Que signifie être indien ? Cette question n’est pas anodine quand on sait qu’elle concerne un sixième de la population mondiale. Qu’est-ce qui réunit un chrétien tamoul (habitant du Tamil Nadu) ayant sa propre langue, un musulman parlant le gujarati, un hindou rajput et un berger gadi de l’Himachal Pradesh ? Comment trouver l’unité dans une telle diversité religieuse, ethnique et linguistique – l’Inde compte dix-huit langues officielles et vingt-deux mille dialectes ?
Les interrogations et les contradictions foisonnent à propos de ce pays qui affiche un taux de croissance annuelle de 8 % mais dont 40 % de la population vit sous le seuil de pauvreté. Les subtilités sont tout aussi nombreuses : ainsi, Lakshmi, déesse hindoue de la Richesse, réconcilie spiritualisme et matérialisme. Il n’est donc pas aisé de s’y retrouver. En particulier dans l’agitation frénétique de villes démesurées, telle Mumbay. Avec quelque 19 millions d’habitants, dont la moitié vit dans des abris de fortune, cette capitale commerciale et culturelle continue d’accueillir des milliers d’Indiens en provenance du reste du pays, à l’image des bus qui se remplissent sans jamais connaître de limite. Cosmopolite, Mumbay est à l’image du pays. Malgré ce que veut faire croire le parti extrémiste hindou Shiv Sena, en distinguant les occupants originels mahrates des « étrangers » indiens.
Et si l’Inde tenait sa cohérence de la géographie ? Coincée entre la haute chaîne himalayenne au nord, l’océan Indien et la mer d’Oman au sud, le pays tient en réalité son nom de l’Indus, fleuve autour duquel s’est organisé un premier peuplement deux mille cinq cents ans avant notre ère mais qui coule au Pakistan depuis la Partition qui a suivi le retrait des Britanniques en 1947. Les heurts qui agitent depuis un demi-siècle les communautés hindoue et musulmane de l’Inde ne peuvent cependant remettre en cause la longue tradition de pluralisme et de sécularisme du pays. Terre fascinante qui a vu naître l’hindouisme, le bouddhisme et le sikhisme, l’Inde a aussi hébergé des religions venues d’ailleurs – judaïsme, christianisme, islam et zoroastrisme. Sa société contemporaine à la pointe de la technologie a su conserver son attachement aux valeurs humaines et mystiques. Ainsi, l’accueil des cultes, autant que le culte de l’accueil, sont des ingrédients que l’on retrouve à travers l’Inde, du sud au nord.

Entrées:
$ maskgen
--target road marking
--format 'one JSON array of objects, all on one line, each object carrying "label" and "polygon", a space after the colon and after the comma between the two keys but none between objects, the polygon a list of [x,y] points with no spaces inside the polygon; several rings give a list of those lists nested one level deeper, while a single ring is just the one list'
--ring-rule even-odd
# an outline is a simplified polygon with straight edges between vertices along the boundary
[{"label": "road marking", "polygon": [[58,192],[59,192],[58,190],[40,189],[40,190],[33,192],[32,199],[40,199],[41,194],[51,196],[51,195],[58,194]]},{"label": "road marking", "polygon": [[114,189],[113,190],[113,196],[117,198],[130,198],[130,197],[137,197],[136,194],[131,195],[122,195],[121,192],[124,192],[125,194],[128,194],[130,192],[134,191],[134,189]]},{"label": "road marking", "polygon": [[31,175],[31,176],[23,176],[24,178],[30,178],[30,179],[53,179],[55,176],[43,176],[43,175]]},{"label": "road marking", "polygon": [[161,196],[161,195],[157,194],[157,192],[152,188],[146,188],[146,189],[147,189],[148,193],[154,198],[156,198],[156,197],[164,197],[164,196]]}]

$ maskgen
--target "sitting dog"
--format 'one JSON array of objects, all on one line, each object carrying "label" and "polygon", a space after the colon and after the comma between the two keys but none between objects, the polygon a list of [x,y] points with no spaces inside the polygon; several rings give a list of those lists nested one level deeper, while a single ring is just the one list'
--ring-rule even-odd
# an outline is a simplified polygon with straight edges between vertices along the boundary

À faire:
a. Selon l'extrait de page, de quel fleuve l'Inde tient-elle son nom ?
b. Énumérez les religions venues d'ailleurs que l'Inde a hébergées, d'après l'extrait de page.

Réponses dans l'ordre:
a. L'Inde tient son nom de l'Indus.

b. Judaïsme, christianisme, islam, zoroastrisme